_WHAT IS EXPECTED_. Nothing should differ. Repeat every record as written.

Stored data
- Opening Delimiter -
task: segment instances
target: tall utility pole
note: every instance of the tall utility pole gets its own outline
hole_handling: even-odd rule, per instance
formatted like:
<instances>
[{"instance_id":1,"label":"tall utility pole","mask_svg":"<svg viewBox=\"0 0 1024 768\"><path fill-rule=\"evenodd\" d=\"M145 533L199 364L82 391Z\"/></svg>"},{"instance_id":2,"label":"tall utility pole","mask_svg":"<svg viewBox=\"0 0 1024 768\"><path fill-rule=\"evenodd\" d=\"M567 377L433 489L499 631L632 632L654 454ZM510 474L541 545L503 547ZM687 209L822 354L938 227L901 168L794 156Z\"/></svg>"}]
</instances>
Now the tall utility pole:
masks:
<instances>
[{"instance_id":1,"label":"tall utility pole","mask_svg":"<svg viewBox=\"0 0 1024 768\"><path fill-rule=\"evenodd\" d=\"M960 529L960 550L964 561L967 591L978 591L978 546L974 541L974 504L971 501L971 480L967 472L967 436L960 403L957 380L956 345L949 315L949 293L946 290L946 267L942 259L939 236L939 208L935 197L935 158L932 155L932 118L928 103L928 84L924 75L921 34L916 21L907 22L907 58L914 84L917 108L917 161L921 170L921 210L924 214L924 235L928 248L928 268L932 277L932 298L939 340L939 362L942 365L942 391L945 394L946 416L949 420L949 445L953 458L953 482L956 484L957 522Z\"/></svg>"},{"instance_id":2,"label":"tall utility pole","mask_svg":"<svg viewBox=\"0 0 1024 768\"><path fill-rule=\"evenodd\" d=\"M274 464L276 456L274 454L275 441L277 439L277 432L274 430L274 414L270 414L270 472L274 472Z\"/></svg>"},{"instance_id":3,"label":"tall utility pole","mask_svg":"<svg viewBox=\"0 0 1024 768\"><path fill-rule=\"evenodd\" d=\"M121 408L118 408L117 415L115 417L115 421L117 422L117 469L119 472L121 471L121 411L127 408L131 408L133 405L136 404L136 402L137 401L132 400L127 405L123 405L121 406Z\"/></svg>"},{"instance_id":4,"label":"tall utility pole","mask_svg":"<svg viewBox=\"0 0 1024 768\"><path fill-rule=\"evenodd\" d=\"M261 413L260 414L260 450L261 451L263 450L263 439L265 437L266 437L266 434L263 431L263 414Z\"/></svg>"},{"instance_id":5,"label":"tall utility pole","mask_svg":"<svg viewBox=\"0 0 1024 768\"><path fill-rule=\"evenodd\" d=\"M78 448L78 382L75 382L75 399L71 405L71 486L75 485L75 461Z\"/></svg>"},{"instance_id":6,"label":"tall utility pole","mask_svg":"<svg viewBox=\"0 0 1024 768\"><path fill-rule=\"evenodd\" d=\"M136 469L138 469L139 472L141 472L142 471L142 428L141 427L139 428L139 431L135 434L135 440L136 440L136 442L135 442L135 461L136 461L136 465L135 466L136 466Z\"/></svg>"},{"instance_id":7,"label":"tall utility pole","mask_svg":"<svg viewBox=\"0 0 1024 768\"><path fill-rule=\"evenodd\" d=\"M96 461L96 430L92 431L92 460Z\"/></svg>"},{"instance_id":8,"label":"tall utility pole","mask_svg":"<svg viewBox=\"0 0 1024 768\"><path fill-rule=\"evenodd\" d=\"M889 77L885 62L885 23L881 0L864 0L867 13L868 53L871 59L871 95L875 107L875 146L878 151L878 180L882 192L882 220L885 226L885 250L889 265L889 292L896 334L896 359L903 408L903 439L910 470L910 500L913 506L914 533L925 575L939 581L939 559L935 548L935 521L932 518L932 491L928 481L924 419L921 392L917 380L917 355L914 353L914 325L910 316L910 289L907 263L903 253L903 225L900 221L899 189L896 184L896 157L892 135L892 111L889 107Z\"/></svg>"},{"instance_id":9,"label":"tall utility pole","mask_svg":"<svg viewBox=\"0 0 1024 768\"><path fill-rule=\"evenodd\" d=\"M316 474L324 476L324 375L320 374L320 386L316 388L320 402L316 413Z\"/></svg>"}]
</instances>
- Closing Delimiter -
_RESULT_.
task: segment instances
target: tall utility pole
note: every instance of the tall utility pole gets its own outline
hole_handling: even-odd rule, per instance
formatted like:
<instances>
[{"instance_id":1,"label":"tall utility pole","mask_svg":"<svg viewBox=\"0 0 1024 768\"><path fill-rule=\"evenodd\" d=\"M145 533L199 364L82 391Z\"/></svg>"},{"instance_id":2,"label":"tall utility pole","mask_svg":"<svg viewBox=\"0 0 1024 768\"><path fill-rule=\"evenodd\" d=\"M567 377L433 489L499 631L632 632L654 454ZM510 474L541 545L503 547ZM687 209L822 354L938 227L901 168L794 156Z\"/></svg>"}]
</instances>
Now the tall utility pole:
masks:
<instances>
[{"instance_id":1,"label":"tall utility pole","mask_svg":"<svg viewBox=\"0 0 1024 768\"><path fill-rule=\"evenodd\" d=\"M960 529L960 550L964 561L967 591L978 591L978 546L974 541L974 504L971 501L971 480L967 472L967 436L960 403L957 380L956 345L949 315L949 293L946 290L946 267L942 259L939 236L939 208L935 197L935 158L932 155L932 118L928 103L928 84L924 75L921 34L916 21L907 22L907 58L914 84L917 108L917 161L921 170L921 210L924 214L924 235L928 248L928 268L932 277L932 298L939 340L939 362L942 365L942 391L945 394L946 416L949 420L949 445L953 458L953 482L956 484L957 522Z\"/></svg>"},{"instance_id":2,"label":"tall utility pole","mask_svg":"<svg viewBox=\"0 0 1024 768\"><path fill-rule=\"evenodd\" d=\"M274 464L276 456L274 454L275 441L277 439L277 432L274 430L274 414L270 414L270 472L274 472Z\"/></svg>"},{"instance_id":3,"label":"tall utility pole","mask_svg":"<svg viewBox=\"0 0 1024 768\"><path fill-rule=\"evenodd\" d=\"M121 408L118 408L117 415L115 417L115 421L117 422L117 469L119 472L121 471L121 411L127 408L131 408L133 405L136 404L136 402L137 401L132 400L127 405L123 405L121 406Z\"/></svg>"},{"instance_id":4,"label":"tall utility pole","mask_svg":"<svg viewBox=\"0 0 1024 768\"><path fill-rule=\"evenodd\" d=\"M261 413L260 414L260 450L261 451L263 450L263 439L265 437L266 437L266 434L263 431L263 414Z\"/></svg>"},{"instance_id":5,"label":"tall utility pole","mask_svg":"<svg viewBox=\"0 0 1024 768\"><path fill-rule=\"evenodd\" d=\"M78 448L78 382L75 382L75 399L71 405L71 486L75 485L75 461Z\"/></svg>"},{"instance_id":6,"label":"tall utility pole","mask_svg":"<svg viewBox=\"0 0 1024 768\"><path fill-rule=\"evenodd\" d=\"M136 469L138 469L139 472L141 472L142 471L142 428L141 427L139 428L139 431L135 434L135 440L136 440L136 442L135 442L135 461L136 461L136 465L135 466L136 466Z\"/></svg>"},{"instance_id":7,"label":"tall utility pole","mask_svg":"<svg viewBox=\"0 0 1024 768\"><path fill-rule=\"evenodd\" d=\"M96 461L96 430L92 431L92 460Z\"/></svg>"},{"instance_id":8,"label":"tall utility pole","mask_svg":"<svg viewBox=\"0 0 1024 768\"><path fill-rule=\"evenodd\" d=\"M889 77L885 62L885 23L881 0L864 0L867 13L868 53L871 59L871 95L875 107L875 146L878 151L878 180L882 192L882 220L885 226L885 250L889 265L889 292L896 334L896 359L903 408L903 439L910 470L910 500L913 506L914 533L925 575L939 581L939 559L935 548L935 521L932 518L932 491L928 481L924 419L921 392L917 380L917 355L914 353L914 325L910 316L910 289L907 263L903 253L903 225L900 221L899 189L896 184L896 157L892 135L892 111L889 107Z\"/></svg>"},{"instance_id":9,"label":"tall utility pole","mask_svg":"<svg viewBox=\"0 0 1024 768\"><path fill-rule=\"evenodd\" d=\"M316 474L324 476L324 375L320 374L320 386L316 388L320 402L316 413Z\"/></svg>"}]
</instances>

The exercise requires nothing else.